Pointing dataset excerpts
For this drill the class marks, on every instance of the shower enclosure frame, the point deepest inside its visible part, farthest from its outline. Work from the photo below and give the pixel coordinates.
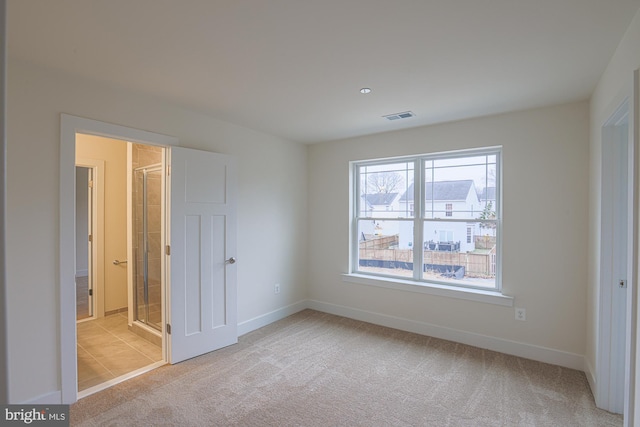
(137, 326)
(145, 171)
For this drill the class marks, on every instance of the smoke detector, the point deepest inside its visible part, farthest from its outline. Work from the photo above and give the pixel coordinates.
(398, 116)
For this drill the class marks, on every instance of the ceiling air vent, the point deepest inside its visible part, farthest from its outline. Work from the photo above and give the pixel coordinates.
(398, 116)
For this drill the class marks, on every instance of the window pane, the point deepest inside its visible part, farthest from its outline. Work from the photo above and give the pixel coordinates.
(460, 188)
(385, 247)
(460, 253)
(386, 191)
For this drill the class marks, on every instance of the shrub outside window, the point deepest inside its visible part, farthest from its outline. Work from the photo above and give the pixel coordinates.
(433, 218)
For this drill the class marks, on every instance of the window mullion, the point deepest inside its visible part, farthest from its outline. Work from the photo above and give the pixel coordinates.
(418, 214)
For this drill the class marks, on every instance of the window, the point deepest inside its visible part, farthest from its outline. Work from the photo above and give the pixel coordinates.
(449, 209)
(442, 221)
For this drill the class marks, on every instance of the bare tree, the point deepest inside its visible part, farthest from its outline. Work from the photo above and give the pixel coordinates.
(383, 182)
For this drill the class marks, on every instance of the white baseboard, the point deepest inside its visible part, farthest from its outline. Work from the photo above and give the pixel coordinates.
(53, 398)
(268, 318)
(514, 348)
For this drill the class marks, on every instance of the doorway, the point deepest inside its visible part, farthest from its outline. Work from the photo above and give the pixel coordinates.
(615, 262)
(84, 235)
(200, 311)
(110, 346)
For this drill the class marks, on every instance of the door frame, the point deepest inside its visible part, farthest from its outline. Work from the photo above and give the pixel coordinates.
(96, 260)
(629, 95)
(69, 127)
(613, 310)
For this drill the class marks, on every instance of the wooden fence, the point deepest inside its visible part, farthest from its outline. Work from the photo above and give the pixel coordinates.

_Request_.
Starting at the line that contains "of the white", write out every line to the end of the entries, exactly as given.

_Output of the task_.
For this drill the class marks, on every instance of the white baseboard, the point deepest inside its visible part, farthest from its outline. Work from the photo above and give the pixel coordinates.
(53, 398)
(268, 318)
(514, 348)
For this drill the class marks, on every instance of the doorway, the point deepest inside its visible part, farthest from its outline. Work from the photo above and give the pixel coordinates.
(615, 262)
(84, 235)
(200, 311)
(110, 346)
For this drill the class marks, on every instance of the door frame, the point deepest inside its visible part, farthest from its outline. Work from the photo above and give the pixel coordinates.
(96, 260)
(629, 95)
(69, 127)
(613, 310)
For this drill the class marks, on every instance of the wooden fence, the point deepest inside its visible part, farthest from its outline. Work from the photo above and give the pixel coordinates.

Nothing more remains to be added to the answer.